Aim: Give back exactly the lines from the one containing "[spot] the grey ceramic" through the end of the records, including both, and no others.

Records for the exercise:

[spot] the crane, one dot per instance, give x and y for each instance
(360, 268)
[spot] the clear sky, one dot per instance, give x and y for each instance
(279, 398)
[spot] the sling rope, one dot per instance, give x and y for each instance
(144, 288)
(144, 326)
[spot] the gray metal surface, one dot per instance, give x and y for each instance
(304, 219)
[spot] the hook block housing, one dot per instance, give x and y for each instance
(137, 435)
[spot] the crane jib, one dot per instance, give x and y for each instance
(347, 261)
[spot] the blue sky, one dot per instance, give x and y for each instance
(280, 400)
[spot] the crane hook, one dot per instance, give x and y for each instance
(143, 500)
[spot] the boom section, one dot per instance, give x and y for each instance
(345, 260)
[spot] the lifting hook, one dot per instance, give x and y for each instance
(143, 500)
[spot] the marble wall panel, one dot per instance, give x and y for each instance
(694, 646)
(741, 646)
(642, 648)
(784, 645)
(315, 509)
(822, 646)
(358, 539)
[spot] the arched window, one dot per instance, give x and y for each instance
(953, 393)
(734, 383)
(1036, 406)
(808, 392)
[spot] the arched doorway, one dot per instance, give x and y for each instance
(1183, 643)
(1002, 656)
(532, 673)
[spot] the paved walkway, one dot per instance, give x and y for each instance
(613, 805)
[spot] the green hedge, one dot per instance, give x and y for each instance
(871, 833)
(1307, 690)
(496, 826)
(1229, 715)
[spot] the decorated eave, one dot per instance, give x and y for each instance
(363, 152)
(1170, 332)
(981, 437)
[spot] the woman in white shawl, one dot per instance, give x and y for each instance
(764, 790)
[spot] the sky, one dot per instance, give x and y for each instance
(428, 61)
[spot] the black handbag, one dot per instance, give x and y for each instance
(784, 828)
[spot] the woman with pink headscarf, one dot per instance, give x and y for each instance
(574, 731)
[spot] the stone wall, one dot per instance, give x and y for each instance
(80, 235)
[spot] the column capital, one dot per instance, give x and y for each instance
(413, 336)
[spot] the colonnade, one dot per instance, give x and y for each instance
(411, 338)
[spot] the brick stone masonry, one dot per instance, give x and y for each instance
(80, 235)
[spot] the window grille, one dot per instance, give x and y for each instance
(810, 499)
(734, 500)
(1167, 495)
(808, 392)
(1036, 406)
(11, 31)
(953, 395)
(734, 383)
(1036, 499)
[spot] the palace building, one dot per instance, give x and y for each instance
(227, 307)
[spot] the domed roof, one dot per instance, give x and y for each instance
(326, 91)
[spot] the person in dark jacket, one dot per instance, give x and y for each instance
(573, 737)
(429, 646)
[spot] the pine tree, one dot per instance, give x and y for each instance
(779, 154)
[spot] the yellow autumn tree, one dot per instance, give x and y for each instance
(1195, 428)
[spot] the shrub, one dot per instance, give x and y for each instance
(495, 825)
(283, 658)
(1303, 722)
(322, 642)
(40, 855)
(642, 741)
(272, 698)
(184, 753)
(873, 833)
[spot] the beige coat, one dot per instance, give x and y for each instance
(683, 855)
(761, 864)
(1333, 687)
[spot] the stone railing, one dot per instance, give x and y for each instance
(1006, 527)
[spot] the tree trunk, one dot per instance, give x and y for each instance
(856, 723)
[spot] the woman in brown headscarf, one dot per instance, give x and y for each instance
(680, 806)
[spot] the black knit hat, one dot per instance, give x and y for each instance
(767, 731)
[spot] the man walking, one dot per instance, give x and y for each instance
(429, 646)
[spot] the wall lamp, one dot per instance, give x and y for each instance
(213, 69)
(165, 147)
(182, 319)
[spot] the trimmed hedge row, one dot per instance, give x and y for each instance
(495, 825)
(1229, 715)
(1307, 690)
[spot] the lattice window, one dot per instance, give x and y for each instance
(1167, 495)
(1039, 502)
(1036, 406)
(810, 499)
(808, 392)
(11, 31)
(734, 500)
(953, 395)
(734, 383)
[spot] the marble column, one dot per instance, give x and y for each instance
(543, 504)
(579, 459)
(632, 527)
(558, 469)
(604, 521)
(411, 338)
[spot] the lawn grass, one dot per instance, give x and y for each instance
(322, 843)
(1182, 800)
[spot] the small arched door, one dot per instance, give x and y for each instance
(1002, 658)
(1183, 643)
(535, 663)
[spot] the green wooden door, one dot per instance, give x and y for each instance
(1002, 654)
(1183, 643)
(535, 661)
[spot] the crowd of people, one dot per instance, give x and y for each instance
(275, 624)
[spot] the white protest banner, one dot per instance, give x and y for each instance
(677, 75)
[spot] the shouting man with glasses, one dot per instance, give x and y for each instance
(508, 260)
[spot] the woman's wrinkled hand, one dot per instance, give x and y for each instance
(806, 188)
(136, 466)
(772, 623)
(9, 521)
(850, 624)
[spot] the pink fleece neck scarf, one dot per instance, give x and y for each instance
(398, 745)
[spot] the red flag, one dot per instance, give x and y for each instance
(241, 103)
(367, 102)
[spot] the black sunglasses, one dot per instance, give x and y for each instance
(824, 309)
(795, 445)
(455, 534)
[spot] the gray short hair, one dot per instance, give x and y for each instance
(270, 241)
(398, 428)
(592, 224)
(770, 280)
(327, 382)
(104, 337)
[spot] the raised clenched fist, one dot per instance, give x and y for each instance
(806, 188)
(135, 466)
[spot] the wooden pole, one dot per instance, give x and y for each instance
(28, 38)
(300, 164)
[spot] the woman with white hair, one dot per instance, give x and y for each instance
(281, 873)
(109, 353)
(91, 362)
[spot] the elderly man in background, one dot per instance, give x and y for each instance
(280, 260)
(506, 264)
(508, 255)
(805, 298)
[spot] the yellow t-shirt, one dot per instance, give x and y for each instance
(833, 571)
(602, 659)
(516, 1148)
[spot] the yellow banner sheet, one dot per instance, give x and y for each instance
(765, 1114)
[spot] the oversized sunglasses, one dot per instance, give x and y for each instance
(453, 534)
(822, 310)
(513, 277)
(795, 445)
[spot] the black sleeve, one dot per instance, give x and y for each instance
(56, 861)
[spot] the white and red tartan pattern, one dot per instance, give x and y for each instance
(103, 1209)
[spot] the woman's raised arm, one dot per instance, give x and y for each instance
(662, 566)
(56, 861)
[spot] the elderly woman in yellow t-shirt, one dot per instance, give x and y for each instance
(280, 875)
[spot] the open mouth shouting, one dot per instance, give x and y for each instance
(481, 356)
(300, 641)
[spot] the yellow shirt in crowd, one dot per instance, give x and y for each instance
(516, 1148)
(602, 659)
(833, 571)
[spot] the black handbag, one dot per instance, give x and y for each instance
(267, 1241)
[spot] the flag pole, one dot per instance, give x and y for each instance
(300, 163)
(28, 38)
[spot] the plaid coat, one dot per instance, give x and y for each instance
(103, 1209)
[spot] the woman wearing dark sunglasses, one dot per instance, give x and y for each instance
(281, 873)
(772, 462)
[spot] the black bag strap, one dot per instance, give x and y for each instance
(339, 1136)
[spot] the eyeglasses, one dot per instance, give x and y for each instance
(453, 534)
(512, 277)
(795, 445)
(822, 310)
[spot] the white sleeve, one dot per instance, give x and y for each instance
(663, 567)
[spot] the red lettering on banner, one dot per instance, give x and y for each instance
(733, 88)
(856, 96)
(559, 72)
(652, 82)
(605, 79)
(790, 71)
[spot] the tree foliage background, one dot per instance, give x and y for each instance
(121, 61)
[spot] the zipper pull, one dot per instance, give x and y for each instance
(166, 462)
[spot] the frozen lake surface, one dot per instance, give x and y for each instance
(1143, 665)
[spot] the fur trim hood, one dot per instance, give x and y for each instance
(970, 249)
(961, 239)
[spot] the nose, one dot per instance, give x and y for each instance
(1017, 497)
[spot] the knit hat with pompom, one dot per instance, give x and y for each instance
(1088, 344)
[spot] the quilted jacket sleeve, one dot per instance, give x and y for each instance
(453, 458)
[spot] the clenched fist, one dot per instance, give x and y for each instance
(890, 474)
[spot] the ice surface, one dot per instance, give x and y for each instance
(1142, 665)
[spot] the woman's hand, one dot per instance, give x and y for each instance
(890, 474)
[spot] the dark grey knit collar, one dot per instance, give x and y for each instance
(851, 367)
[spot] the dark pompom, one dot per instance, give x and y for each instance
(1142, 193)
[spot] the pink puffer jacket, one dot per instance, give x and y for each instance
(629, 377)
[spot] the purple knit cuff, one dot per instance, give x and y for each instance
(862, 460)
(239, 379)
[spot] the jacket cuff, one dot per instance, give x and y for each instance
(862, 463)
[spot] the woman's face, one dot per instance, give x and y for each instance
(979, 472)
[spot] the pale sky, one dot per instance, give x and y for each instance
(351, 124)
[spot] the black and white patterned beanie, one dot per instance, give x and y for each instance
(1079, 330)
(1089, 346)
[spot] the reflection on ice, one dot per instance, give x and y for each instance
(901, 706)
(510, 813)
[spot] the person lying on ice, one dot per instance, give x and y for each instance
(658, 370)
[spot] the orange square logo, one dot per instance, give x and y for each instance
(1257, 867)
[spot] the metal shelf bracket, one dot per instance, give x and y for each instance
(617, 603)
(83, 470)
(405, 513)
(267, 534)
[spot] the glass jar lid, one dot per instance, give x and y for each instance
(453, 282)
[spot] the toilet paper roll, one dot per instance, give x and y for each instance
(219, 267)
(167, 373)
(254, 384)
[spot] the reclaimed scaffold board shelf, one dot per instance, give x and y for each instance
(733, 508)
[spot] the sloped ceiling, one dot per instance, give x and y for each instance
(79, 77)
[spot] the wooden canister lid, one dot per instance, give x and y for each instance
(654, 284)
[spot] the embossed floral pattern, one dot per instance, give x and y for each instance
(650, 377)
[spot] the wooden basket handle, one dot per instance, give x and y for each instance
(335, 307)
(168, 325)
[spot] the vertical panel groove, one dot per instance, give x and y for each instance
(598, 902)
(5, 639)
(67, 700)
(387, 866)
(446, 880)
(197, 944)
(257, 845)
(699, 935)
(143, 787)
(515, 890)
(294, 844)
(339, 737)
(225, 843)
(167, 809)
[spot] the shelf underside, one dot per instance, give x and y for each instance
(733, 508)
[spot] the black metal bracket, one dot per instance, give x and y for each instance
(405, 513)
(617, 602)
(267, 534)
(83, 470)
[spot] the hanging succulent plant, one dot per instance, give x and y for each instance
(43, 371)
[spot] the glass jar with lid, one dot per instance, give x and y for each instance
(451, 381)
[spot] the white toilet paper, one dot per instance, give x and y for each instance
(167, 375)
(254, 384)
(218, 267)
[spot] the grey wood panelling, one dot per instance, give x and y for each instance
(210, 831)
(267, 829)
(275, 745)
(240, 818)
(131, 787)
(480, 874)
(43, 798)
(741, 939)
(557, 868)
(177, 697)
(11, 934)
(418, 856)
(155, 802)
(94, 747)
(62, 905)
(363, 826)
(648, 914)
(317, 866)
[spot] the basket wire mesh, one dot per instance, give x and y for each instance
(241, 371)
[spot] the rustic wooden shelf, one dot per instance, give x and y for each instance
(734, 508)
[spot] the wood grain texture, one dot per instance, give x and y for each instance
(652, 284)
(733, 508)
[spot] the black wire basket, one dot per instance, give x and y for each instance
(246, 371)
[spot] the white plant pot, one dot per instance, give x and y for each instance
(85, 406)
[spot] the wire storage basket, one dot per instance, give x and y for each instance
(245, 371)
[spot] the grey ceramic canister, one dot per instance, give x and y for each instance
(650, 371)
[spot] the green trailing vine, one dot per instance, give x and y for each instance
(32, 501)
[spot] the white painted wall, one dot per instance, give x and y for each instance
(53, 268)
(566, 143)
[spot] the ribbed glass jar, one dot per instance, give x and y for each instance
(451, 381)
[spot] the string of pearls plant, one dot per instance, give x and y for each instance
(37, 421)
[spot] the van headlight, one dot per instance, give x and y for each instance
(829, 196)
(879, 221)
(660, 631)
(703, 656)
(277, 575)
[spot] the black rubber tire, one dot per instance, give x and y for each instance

Output of the exercise:
[spot] the grey ceramic canister, one dot per instance, give x and y for each instance
(650, 371)
[spot] the green trailing vine, one dot per instance, give x and y for each instance
(32, 501)
[spot] the white painted wall, one dot per instance, give x and y for each instance
(53, 268)
(566, 143)
[spot] the ribbed glass jar, one dot per instance, give x and y for each instance
(451, 381)
[spot] the string of pearls plant, one dot per instance, give x and y for each instance
(37, 421)
[spot] the van headlight, one dot per instance, give x and y for each instance
(829, 196)
(879, 221)
(660, 631)
(703, 656)
(277, 575)
[spot] the black rubber tire, one dot per instance, give x and y for each instance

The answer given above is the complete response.